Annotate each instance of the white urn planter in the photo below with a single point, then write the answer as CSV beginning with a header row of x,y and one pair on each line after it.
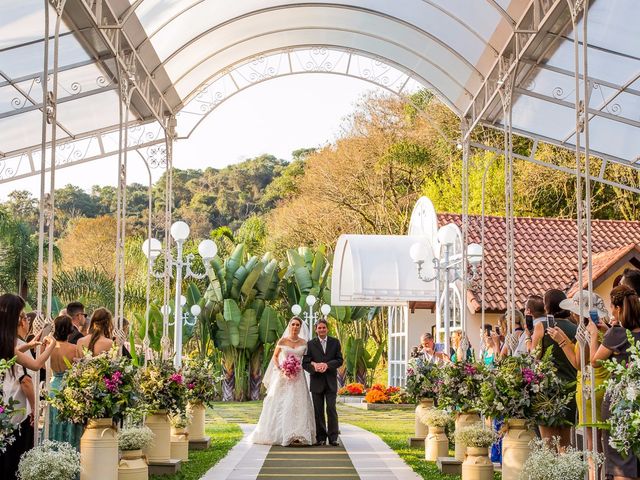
x,y
436,444
515,448
462,420
180,444
99,450
477,464
196,426
133,466
160,449
420,428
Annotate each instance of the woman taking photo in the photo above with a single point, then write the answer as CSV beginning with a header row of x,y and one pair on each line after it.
x,y
101,331
11,315
63,353
625,307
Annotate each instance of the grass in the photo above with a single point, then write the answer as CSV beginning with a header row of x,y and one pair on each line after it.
x,y
393,427
224,435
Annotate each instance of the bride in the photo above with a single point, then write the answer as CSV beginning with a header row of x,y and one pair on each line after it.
x,y
287,413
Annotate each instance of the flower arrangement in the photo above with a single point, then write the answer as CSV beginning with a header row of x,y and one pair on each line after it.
x,y
291,367
623,390
352,389
434,417
423,379
545,463
199,380
162,387
525,388
476,436
58,460
134,438
7,410
460,387
97,387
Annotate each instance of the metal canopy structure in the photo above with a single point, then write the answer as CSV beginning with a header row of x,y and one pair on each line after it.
x,y
171,50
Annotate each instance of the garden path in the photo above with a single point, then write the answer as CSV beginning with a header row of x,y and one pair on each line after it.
x,y
364,456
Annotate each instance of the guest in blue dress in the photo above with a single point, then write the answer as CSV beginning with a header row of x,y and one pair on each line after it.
x,y
59,430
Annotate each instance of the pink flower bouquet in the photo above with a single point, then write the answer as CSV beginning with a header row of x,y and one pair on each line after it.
x,y
291,367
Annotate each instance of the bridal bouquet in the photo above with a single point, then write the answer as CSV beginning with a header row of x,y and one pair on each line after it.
x,y
291,367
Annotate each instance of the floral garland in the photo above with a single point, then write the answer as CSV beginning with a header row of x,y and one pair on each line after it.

=-=-=

Task objective — Revise all the records above so that every "Annotate" reads "Mark", with nothing else changed, and leave the pictures out.

Output for this exercise —
Mark each instance of the white urn planter in the photo below with a single point, then write the answer as CSV beginning with a header row of x,y and one pair on each line after it.
x,y
436,444
515,448
462,420
180,444
99,450
477,464
196,426
133,466
160,449
420,428
Mark each instance of the woman taking photo in the photo above with a single point, then write the answer as CSV beginning with a header row of x,y and one pair on each line after it.
x,y
101,331
11,315
63,353
625,307
Mark each instance of the grass in the photo above with a single point, then write the answer as CSV beginning with a header row of x,y and one pair on each line after it.
x,y
393,427
224,435
Mark each instance of the bride in the photo above with a single point, then write the answer as CSV beginning with a header row of x,y and one pair on each line after it.
x,y
287,413
Mark each instance of the flower arrangement in the photo above with a single point, then write the answer as CSV beginning with a header row of x,y and one pair on each line after it.
x,y
291,367
623,390
352,389
434,417
423,379
545,463
199,380
162,387
525,388
476,436
58,460
134,438
7,410
460,387
97,387
Mark each instance of the metal canopy structure in the photo above with a single point, then write the answer as CSV beginning with a header row of x,y and one pair on each line after it.
x,y
171,50
Mark each instance of the garden path in the photo above with a single point, then write the answer as CSV beginning with a header row of x,y and one pair on each line after it.
x,y
364,456
Mark each instance of the guest in blue dress in the photo above with a single point, then write the answer as CSV beginning with a header row of x,y and one pair on each line after it.
x,y
59,430
Mark each instance of the pink flower bouquet in the photo above with a single point, then write the answer as CSV beginning with a header row of x,y and one pair on each line after it.
x,y
291,367
Mark each instance of the bridal bouquet in the photo above with a single point, then write the answer as CSV beginning with a header row of x,y and one pair on each line after it.
x,y
291,367
Mark each instance of the floral garland in the photo above with a single point, then write the answer as CSV beginning with a header row of x,y and one pair on each line after it.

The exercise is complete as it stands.